• What the task asks:
Scan the lines below for "black" and copy the matches.

• Supplied data:
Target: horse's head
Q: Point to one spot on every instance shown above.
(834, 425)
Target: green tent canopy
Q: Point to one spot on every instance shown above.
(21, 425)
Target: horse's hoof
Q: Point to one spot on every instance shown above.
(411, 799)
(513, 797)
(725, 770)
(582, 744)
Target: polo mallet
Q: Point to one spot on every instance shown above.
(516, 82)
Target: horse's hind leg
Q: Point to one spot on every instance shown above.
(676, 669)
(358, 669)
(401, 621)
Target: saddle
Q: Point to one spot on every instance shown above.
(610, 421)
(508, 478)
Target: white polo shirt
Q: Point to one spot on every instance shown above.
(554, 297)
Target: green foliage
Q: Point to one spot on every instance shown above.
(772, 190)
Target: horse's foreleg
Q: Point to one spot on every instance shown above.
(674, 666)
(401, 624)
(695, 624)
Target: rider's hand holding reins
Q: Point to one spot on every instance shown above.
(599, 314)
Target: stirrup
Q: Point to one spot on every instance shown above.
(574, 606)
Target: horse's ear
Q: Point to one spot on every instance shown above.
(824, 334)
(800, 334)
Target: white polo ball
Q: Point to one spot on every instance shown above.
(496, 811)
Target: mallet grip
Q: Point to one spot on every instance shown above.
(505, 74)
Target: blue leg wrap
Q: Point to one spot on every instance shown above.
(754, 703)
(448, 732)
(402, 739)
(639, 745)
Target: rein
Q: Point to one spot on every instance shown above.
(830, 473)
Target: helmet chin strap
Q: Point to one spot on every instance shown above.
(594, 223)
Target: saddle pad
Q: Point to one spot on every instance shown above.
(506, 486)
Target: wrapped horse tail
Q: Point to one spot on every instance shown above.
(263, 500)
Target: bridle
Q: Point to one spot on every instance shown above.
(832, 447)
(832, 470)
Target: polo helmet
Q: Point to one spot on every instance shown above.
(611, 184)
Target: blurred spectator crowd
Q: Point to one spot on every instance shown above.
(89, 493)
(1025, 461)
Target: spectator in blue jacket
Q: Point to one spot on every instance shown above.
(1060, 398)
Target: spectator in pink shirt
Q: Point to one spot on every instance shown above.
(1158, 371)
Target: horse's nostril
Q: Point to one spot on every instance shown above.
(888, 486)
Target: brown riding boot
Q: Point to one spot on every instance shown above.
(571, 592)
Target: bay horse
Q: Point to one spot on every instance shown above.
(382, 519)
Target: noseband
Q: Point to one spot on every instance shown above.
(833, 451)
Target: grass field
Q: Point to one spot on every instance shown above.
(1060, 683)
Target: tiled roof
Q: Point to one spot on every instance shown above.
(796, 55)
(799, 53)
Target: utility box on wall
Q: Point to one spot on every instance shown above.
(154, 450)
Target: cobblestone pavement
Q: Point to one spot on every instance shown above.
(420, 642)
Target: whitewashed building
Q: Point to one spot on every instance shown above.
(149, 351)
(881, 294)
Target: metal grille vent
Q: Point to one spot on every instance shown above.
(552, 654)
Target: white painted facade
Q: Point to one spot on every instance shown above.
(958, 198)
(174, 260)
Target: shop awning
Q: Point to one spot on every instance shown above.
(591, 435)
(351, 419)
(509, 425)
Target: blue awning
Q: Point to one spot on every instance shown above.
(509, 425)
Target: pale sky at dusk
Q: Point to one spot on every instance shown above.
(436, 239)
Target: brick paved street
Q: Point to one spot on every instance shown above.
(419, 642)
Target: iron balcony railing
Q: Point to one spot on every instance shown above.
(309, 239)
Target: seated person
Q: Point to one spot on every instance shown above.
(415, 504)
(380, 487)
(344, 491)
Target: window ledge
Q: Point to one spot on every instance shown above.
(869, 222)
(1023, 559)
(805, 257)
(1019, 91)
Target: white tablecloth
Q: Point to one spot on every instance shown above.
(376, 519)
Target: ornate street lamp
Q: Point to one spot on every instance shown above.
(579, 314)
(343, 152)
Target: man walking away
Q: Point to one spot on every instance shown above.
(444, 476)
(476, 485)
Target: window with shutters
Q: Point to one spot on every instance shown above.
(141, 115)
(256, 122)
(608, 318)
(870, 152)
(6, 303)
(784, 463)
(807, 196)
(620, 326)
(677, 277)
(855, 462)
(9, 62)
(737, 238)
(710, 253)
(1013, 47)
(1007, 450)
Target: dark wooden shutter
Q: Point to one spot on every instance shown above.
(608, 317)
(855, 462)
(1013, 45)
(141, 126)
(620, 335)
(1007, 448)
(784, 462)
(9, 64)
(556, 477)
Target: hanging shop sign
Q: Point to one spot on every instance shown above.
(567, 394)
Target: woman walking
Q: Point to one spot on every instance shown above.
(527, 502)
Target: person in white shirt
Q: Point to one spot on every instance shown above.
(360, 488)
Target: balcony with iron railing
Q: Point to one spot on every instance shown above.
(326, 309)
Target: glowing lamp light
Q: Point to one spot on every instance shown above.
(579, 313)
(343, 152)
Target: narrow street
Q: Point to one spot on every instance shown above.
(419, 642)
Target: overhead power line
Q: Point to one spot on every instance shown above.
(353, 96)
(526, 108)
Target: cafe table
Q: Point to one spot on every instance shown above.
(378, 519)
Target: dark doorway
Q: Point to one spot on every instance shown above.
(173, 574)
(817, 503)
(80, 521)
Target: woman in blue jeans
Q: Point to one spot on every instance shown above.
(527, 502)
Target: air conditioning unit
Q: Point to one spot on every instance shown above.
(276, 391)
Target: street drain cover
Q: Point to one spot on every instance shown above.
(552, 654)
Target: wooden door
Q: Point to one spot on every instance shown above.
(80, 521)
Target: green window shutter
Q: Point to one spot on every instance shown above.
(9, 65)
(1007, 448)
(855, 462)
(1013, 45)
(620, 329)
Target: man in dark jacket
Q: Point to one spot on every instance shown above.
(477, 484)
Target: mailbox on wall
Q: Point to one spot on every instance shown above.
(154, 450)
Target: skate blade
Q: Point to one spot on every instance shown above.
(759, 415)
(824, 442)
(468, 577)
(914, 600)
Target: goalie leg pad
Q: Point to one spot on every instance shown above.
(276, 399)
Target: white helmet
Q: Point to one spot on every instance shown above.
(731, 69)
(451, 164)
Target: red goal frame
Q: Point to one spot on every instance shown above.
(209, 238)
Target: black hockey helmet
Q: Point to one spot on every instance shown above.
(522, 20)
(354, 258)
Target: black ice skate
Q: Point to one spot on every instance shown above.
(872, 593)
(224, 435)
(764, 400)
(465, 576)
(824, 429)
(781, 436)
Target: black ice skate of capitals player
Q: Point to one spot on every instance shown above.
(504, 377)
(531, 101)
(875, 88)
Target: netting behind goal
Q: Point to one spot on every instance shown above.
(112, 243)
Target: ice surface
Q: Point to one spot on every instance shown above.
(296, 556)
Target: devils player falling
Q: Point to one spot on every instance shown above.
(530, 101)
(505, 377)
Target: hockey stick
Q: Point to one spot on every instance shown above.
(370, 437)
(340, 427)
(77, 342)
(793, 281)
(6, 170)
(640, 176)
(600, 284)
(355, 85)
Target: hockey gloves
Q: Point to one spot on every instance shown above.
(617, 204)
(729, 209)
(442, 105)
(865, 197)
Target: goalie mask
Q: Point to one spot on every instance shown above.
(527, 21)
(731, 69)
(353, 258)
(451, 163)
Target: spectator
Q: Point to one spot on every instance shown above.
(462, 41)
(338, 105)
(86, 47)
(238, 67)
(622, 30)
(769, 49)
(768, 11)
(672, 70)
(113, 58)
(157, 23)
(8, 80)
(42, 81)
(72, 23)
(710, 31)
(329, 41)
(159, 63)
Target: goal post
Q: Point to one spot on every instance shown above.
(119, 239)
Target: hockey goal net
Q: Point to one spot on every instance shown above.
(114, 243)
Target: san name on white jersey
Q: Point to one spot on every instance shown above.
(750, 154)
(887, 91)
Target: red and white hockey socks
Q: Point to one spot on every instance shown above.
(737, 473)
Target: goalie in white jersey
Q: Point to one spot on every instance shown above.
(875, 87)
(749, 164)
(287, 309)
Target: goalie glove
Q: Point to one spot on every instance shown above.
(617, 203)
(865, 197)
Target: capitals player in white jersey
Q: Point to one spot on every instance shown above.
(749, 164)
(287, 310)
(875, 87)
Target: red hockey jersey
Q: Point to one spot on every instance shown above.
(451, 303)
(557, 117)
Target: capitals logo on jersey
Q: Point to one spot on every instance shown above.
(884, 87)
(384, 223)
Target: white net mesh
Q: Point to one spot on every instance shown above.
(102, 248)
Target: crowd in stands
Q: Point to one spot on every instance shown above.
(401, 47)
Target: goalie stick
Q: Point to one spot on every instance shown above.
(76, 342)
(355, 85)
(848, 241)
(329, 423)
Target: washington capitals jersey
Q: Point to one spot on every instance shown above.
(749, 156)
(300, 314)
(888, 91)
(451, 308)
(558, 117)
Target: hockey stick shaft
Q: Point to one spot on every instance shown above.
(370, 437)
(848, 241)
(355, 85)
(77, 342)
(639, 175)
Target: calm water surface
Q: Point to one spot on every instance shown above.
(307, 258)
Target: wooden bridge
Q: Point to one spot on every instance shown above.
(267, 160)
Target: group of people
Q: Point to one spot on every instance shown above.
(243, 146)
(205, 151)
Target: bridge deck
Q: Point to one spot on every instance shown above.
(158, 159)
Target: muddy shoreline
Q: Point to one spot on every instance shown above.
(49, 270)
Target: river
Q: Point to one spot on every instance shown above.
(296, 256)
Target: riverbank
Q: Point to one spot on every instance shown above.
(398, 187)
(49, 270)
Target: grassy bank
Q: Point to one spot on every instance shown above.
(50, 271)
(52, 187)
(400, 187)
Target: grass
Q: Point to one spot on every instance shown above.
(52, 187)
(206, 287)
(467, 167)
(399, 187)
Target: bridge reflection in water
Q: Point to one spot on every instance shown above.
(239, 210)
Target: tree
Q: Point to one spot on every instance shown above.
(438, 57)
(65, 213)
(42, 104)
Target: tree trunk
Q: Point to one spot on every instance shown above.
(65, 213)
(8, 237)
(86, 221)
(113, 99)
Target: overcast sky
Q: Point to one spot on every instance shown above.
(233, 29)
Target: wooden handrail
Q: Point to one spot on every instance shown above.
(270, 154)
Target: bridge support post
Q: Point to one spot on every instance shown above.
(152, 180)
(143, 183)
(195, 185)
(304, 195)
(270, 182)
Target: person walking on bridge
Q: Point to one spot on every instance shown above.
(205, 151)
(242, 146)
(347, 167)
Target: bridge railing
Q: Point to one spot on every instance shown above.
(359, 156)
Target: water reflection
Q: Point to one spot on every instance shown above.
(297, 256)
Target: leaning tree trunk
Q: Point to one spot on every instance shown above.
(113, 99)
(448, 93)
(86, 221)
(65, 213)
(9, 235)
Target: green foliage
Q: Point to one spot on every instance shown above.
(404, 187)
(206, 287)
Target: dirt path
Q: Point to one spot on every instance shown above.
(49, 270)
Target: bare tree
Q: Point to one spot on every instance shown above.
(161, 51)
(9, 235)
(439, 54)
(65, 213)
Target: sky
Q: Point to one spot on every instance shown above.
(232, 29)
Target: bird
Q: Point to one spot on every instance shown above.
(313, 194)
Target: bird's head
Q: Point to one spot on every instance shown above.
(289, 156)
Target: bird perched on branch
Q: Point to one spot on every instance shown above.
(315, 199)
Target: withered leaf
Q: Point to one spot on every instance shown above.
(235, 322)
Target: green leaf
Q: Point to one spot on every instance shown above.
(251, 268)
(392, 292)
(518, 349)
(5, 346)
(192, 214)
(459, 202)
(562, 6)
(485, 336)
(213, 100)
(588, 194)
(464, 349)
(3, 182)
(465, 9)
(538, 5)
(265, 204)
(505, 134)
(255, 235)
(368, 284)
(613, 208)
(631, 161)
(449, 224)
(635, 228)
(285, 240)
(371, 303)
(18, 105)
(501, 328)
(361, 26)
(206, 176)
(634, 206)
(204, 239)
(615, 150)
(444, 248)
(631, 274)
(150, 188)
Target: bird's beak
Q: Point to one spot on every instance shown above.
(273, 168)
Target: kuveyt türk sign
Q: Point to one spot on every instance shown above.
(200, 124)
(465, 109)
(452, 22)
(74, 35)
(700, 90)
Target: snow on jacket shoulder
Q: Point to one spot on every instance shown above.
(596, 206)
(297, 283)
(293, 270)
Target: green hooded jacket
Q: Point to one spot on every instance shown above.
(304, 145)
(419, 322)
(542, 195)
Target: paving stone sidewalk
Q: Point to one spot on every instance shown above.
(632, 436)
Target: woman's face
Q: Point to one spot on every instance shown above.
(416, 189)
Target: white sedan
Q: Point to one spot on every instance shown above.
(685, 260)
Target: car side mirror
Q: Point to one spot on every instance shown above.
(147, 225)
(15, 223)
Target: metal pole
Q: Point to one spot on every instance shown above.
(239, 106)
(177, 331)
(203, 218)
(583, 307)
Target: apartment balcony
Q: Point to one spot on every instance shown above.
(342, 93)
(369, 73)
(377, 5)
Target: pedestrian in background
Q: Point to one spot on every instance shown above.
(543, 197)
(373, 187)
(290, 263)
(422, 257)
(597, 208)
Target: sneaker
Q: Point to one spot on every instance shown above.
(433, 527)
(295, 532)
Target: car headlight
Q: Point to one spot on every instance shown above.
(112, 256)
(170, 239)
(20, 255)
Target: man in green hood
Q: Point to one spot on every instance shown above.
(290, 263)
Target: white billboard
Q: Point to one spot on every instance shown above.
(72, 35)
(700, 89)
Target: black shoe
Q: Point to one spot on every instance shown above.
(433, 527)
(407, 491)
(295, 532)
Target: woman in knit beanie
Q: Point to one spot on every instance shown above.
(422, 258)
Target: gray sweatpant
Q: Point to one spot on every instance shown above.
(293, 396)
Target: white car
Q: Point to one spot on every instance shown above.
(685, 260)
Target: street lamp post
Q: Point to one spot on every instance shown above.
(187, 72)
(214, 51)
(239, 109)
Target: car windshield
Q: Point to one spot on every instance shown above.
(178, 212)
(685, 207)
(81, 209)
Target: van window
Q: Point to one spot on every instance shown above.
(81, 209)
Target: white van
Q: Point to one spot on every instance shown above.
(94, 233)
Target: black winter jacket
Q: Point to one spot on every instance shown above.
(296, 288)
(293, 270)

• Output of the task:
Target: black hockey helmet
Target: black ice skate
Target: black ice skate of capitals player
Target: black shoe
Target: black winter jacket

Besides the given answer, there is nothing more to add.